◆ **Exercise goal**
Repeat every entry exactly. Do not include the pictures.
━━━ Supplied information ━━━
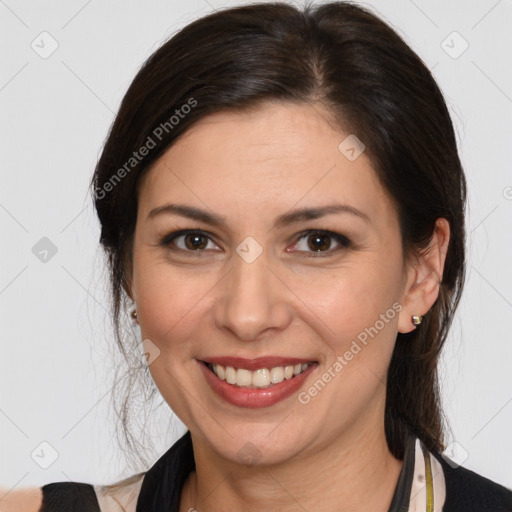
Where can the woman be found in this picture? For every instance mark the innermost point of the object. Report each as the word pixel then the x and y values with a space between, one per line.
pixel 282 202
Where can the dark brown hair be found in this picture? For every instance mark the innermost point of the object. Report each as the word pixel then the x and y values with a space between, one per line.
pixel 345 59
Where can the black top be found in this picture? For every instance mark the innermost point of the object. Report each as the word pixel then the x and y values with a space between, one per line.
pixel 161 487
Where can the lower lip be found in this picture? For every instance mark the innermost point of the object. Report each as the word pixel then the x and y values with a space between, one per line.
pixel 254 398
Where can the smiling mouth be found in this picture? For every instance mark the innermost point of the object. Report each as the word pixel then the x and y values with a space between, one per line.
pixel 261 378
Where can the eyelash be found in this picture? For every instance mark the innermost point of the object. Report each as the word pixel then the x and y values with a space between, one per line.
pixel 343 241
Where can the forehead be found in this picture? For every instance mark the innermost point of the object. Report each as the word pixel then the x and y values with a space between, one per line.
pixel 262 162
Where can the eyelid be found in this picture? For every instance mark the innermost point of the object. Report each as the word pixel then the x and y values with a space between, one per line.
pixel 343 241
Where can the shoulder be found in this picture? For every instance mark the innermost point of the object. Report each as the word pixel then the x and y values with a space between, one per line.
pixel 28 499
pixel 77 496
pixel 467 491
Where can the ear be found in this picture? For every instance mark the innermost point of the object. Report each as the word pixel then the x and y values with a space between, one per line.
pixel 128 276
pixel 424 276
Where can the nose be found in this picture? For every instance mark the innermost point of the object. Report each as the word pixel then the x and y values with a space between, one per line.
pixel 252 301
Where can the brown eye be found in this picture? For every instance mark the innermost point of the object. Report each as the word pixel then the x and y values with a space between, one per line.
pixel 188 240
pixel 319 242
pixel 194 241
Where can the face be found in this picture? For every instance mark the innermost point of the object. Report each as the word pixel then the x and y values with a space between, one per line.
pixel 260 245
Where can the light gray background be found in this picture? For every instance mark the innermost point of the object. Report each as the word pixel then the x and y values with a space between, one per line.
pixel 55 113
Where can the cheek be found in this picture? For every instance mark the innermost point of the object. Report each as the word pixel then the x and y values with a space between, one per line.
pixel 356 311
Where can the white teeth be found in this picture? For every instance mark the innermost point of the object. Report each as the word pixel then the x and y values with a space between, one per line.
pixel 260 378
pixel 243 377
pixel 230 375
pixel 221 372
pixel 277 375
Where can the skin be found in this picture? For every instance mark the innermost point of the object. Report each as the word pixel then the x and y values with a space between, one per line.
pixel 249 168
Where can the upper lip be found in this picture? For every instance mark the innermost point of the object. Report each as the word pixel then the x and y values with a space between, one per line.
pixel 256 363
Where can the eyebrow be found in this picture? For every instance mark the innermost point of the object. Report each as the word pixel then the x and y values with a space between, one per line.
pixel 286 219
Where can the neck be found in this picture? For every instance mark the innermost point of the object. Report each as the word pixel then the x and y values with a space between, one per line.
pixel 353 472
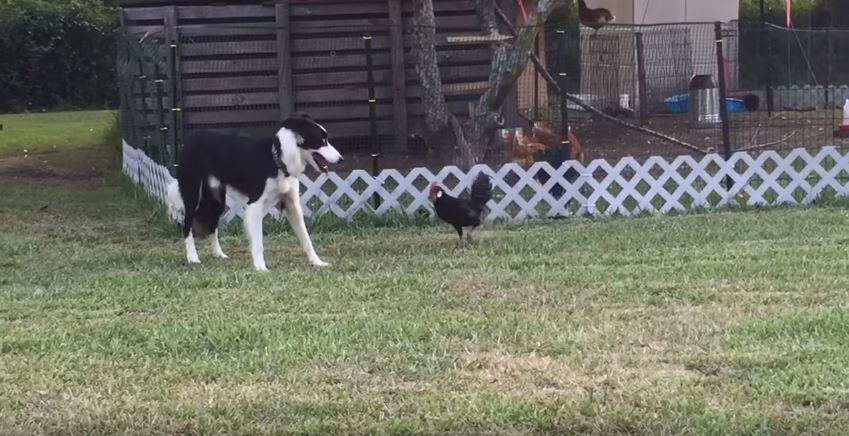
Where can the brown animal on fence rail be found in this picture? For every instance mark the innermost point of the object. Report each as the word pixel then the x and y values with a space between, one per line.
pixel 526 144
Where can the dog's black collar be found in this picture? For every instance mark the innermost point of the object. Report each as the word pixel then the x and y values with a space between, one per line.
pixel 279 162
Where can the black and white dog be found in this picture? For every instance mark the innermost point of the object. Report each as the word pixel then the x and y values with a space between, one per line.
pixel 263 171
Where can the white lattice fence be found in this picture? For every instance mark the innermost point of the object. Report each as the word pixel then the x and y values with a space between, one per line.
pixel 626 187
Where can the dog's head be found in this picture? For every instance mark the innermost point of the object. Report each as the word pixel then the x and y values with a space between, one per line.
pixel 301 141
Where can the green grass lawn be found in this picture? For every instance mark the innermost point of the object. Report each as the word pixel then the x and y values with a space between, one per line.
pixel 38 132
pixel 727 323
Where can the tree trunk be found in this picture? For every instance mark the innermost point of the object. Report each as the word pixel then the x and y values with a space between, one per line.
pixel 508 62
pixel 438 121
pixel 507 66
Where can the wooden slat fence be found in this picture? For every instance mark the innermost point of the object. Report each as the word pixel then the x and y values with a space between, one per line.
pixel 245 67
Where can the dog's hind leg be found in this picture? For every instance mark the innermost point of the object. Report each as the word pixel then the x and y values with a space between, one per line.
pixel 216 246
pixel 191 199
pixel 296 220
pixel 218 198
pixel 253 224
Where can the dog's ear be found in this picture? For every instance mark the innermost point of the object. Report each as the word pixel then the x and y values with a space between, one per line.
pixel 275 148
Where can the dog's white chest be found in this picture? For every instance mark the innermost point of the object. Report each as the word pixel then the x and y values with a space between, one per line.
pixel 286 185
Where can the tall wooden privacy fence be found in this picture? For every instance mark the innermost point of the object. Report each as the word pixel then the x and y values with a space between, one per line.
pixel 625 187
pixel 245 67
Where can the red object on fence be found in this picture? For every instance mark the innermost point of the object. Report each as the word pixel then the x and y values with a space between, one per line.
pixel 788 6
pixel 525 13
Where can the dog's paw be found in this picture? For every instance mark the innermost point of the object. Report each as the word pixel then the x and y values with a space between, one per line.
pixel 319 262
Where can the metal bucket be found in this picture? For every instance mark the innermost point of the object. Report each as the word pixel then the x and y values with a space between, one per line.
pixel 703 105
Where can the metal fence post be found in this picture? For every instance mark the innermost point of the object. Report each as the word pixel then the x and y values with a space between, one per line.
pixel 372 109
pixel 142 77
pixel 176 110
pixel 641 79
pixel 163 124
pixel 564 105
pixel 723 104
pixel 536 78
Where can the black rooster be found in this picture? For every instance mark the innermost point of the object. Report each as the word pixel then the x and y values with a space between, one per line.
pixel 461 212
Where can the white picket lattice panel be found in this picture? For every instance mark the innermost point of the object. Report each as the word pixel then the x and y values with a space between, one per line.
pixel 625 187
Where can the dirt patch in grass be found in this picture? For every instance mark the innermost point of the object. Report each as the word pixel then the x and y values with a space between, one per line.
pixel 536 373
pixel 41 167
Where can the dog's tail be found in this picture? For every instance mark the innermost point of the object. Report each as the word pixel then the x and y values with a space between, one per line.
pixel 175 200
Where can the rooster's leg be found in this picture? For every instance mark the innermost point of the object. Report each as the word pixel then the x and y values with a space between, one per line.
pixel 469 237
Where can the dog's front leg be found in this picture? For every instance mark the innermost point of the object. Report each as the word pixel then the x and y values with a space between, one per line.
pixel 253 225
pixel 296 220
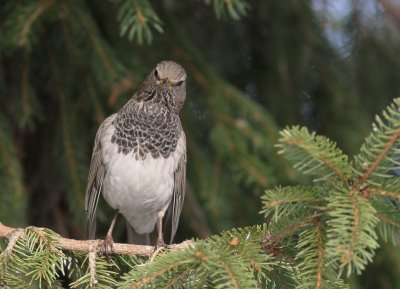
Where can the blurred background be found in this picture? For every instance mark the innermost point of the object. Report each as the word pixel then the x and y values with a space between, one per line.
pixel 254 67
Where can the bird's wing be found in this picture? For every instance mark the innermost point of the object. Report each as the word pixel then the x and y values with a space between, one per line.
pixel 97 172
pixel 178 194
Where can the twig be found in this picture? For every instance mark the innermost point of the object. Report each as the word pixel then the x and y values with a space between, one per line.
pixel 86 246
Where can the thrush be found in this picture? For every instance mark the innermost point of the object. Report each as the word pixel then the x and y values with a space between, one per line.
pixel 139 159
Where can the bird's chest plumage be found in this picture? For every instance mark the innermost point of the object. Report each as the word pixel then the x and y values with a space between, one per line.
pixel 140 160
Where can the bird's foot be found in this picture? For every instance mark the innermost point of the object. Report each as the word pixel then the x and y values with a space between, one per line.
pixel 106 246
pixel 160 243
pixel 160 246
━━━
◆ **Solution to this problem**
Where can the woman be found in this picture? For every instance mark the innermost point of the object. Report each as the word pixel then the x and y values with a space between, one per line.
pixel 282 202
Where can the dark brown hair be found in this picture? For every instance mark the innermost point of the object. Report each as the word pixel then the x and y values with a space between, one per line.
pixel 345 59
Where can the black top be found in this picture? For every instance mark the innermost point of the object. Report each as the word pixel then the x and y values with a space between, one per line.
pixel 161 487
Where can the lower lip be found in this picture? For every instance mark the innermost point of the object. Report each as the word pixel then the x and y values with a space between, one per line.
pixel 254 398
Where can the smiling mouth be found in this picture? For every instance mark the innermost point of the object. Report each as the word pixel then the x and y values with a space between, one per line.
pixel 261 378
Where can the eyelash be found in this picture? For every instance mark the innermost point of the object. Report each as the word pixel then the x and y values with a space between, one per line.
pixel 343 241
Where can the forehead be found in this picture? For every instance mark the innermost point of the object. Report each as the word pixel then the x and y values with a space between, one per line.
pixel 262 162
Where can the eyelid be found in this picture? For every instance mark the innermost point of the object. Report each as the word pixel then the x and y values with a space between, one per line.
pixel 343 241
Where can the shoulder be found in this picture? For every instance mark the innermost point of the object. Report each as the word pixel then the x and y values with a space between, one per line.
pixel 28 499
pixel 77 496
pixel 467 491
Where can the ear be found in this picture? For every instance mark the innermost point of the object. Report each as the word pixel then the x and y values with a space between, one per line.
pixel 128 276
pixel 424 276
Where can the nose be found in this picture? For every instance mark the innermost point of the object. Report each as the word pixel then the x and y values with a space between, one per line.
pixel 252 301
Where can the brown eye be found in this picture? For every instance mark the innermost point of the object. Report each as the word pixel then the x and y values with a space between, one per line.
pixel 188 240
pixel 319 242
pixel 194 241
Where can the face be found in this picture? For every instance mark the innermost point of the object. Report each as the word pixel then the x and y values with a space between, one per line.
pixel 260 245
Where can the light gray background be found in this picture? For every instance mark the innermost point of the object. Report each as the word pixel then the x and y values with a space between, one per line.
pixel 55 113
Where can the cheek be found in this picture? For every instance mark the innermost point of the object. Report each as the word pixel then the x and y values with a space between, one per line.
pixel 356 311
Where can the white teeth be found in this picture? For every instance mark the innermost point of the object. Report each as the word pixel then the x and y values with a space between, one per line.
pixel 260 378
pixel 243 377
pixel 230 375
pixel 221 372
pixel 277 375
Where can the skin be found in this picture? For every instance mark the innermost point of the object. Report each as the word pixel then the x and y values with a space between, one per line.
pixel 249 168
Where can the upper lip be found in this picture? For every instance mark the innermost point of the object. Report each as the word pixel then the x and y values with a space between, one per line.
pixel 256 363
Where can the eyebrow be found in this picture? For every instance mark the innermost point of the object. Report each as the word pixel then the x and y values with a space between, one per line.
pixel 286 219
Where can the neck be found in this picture? For every instance mark the innermost point of the object. Report each as the word pixel then the x and y values with a space between, one per line.
pixel 353 472
Where can the brown animal on fence rail be found in this picture? For every instance mark the innermost point of the object. Report each as the word pixel then the x and y values with a space between, one per line.
pixel 526 144
Where can the dog's black collar be found in this picture? For every instance mark the innermost point of the object. Report each as the word pixel then the x and y values with a space between, one per line.
pixel 279 162
Where can the black and white dog be found in this picture? For every instance mark the innermost point of the object. Report each as the word pixel then the x and y values with a space between, one per line.
pixel 263 171
Where can the white lattice fence be found in this picture? For every instance mark the innermost point of the object. Report each as the word pixel then the x and y values with a space between, one per line.
pixel 626 187
Where can the dog's head be found in this picture? For every instance mark the innermost point of the object. Report each as the word pixel then the x and y values with a space between, one per line.
pixel 301 141
Where can the green grass lawn be found in this picture? For every instance mark the innermost point of the object. Report each as the word pixel then the x and y values with a space between, one per line.
pixel 38 132
pixel 727 323
Where can the tree trunk be found in this picture? For every instance mark the innermost point of the object. Report each as the word pixel then the x and y values with a space between, one per line.
pixel 508 62
pixel 438 121
pixel 507 66
Where can the wooden slat fence be found in this picture? For every instance mark the innermost point of the object. Report each as the word pixel then the x and y values with a space between, one per line.
pixel 245 67
Where can the dog's hind leg be found in this picture? For every instance mark the innermost point of the object. Report each as the word pixel then the x and y values with a space between, one per line.
pixel 216 246
pixel 191 199
pixel 296 220
pixel 218 198
pixel 253 224
Where can the dog's ear be found in this picture? For every instance mark the innermost point of the object. Report each as the word pixel then the x and y values with a space between, one per line.
pixel 275 148
Where can the dog's white chest be found in this picture? For every instance mark the innermost point of the object. Report each as the word pixel then the x and y values with a space between, one per line.
pixel 286 185
Where can the tall wooden privacy fence be found in this picture? For every instance mark the innermost point of the object. Report each as the word pixel then the x and y values with a space between, one per line.
pixel 625 187
pixel 245 67
Where can the red object on fence be found in this picture? For every instance mark the innermost point of the object. Report each as the word pixel then the x and y values with a space between, one per line.
pixel 788 6
pixel 525 13
Where can the dog's paw be found in this picture? For every instance mark the innermost point of the object. Report each as the word pixel then the x and y values with a space between, one per line.
pixel 319 262
Where can the metal bucket be found in this picture? For every instance mark the innermost point of the object. Report each as the word pixel then the x and y values with a space between, one per line.
pixel 703 105
Where can the metal fence post be found in this picture? For every instance mark the innermost point of the object. Report each as the word pixel then the x and y values with a space between, one per line.
pixel 372 109
pixel 142 77
pixel 176 110
pixel 641 79
pixel 163 124
pixel 564 105
pixel 723 104
pixel 536 78
Where can the black rooster be found in this picture? For every instance mark the innermost point of the object. Report each as the word pixel then the x and y values with a space between, one per line.
pixel 461 212
Where can the white picket lattice panel be found in this picture? For every instance mark the innermost point of the object. Report each as the word pixel then the x and y values with a space between, one per line.
pixel 625 187
Where can the dirt patch in grass be found in this picture? For every instance mark the innermost point of the object. Report each as the word pixel then the x and y values with a space between, one per line.
pixel 536 373
pixel 41 167
Where can the dog's tail be found in this picture? For every instance mark the innermost point of the object. Report each as the word pixel then the x and y values with a space between, one per line.
pixel 175 200
Where can the rooster's leg be found in this picture? For every instance mark the innermost point of the object. Report each as the word pixel then the x and y values with a space between, one per line.
pixel 469 237
Where can the dog's front leg be found in this picture? For every instance mark the innermost point of the object. Report each as the word pixel then the x and y values with a space between, one per line.
pixel 253 225
pixel 296 220
Where can the blurred background be found in this picture? For every instance mark the innermost point of the object. Report each as the word pixel then the x and y values with a space between, one per line.
pixel 254 67
Where can the bird's wing be found in this picture? For every instance mark the innermost point of the object. Report each as the word pixel then the x and y values with a space between, one per line.
pixel 97 172
pixel 178 194
Where can the twig be found in this picture? For every instance mark the innermost point of the object. Report each as the word pixel then the x and y values with a space between, one per line.
pixel 86 246
Where can the thrush be found in this picture? For every instance mark the innermost point of the object. Report each as the word pixel then the x and y values with a space between, one per line.
pixel 139 159
Where can the bird's chest plumage be found in this picture? For every instance mark the innermost point of the object. Report each as the word pixel then the x and y values with a space between, one per line.
pixel 140 160
Where can the bird's foot be found in this picture? For every instance mark the innermost point of the object. Report each as the word pixel then the x and y values with a space between, one per line.
pixel 106 246
pixel 160 243
pixel 160 246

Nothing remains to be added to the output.